(Set problem A) Extract the records, reproducing each line word for word, from the line containing "Task: If you could tag each instance of the snow" through the end of the records, with that first line included.

(Document text)
--- start ---

Croatian Ecuadorians are Ecuadorians who are descended from migrants from Croatia. There are approximately 4,000 Croats and their descendants living in Ecuador. One can mention two major periods of the immigration of Croats to Ecuador; the first one at the end of the 19th century and the early 20th century and the recent that started in the 1990s.  During the first period, Croat immigrants were moistly traders from Dubrovnik, Split and the island of Vis who settled in agricultural parts of Ecuador, especially in the region of Manabí, and in the cities such Bahía de Caráquez, Chone, Manta, Portoviejo and Guayaquil, Cuenca and Quito.
The current immigration of Croats began with their arrival in Ecuador and was largely motivated by the interest in the fish industry and the exploration of marine crustaceans.  Most of these new immigrants come from the Adriatic coast, especially from Split, and are employed in the tuna and sardines processing industry. Ecuadorian Croats and their descendants have a high cultural and economic status in the society and are quite prominent, particularly in the agricultural and fishing fields, as well as in commerce and industry.

--- end ---

(Set problem B) Using the text on Croatian Ecuadorians, explain what motivated the recent wave of Croat immigration to Ecuador.

Entries from a point annotation set
--- start ---

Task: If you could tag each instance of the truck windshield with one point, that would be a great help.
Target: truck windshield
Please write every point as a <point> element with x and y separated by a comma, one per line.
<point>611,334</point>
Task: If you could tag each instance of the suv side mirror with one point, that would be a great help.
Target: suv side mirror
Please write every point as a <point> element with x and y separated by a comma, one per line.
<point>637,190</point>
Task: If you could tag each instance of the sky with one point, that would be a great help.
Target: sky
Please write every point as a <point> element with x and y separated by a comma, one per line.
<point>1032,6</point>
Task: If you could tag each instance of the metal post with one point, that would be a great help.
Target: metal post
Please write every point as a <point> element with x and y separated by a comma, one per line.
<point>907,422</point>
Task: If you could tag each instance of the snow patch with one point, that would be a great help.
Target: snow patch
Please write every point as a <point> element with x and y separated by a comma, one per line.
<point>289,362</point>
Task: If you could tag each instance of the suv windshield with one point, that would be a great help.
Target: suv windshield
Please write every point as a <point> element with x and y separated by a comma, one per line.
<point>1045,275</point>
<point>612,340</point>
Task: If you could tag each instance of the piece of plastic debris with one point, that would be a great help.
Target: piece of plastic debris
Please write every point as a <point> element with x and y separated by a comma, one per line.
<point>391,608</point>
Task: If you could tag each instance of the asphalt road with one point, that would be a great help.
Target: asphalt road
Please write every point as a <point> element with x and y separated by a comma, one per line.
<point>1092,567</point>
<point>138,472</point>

--- end ---

(Full solution A)
Task: If you could tag each instance of the snow patch with one point, that would be a great help.
Target: snow patch
Please write every point as a <point> element with x and y separated by a comma, one per line.
<point>289,362</point>
Task: If you could tag each instance of the suv windshield with one point, that would be a great help.
Target: suv windshield
Please write every point as a <point> element with x and y separated by a comma, one per line.
<point>1045,275</point>
<point>612,340</point>
Task: If you could tag each instance of the piece of plastic debris with one point, that would be a great help.
Target: piece of plastic debris
Please write every point as a <point> element with x and y separated by a comma, one per line.
<point>391,608</point>
Task: If you could tag each instance of the asphalt road with one point, that would be a great help.
Target: asphalt road
Please write every point as a <point> element with x and y separated by a comma, one per line.
<point>1092,567</point>
<point>138,472</point>

(Full solution B) The recent wave was largely motivated by interest in the fish industry and the exploration of marine crustaceans. Most of these immigrants come from the Adriatic coast, especially Split, and work in tuna and sardine processing.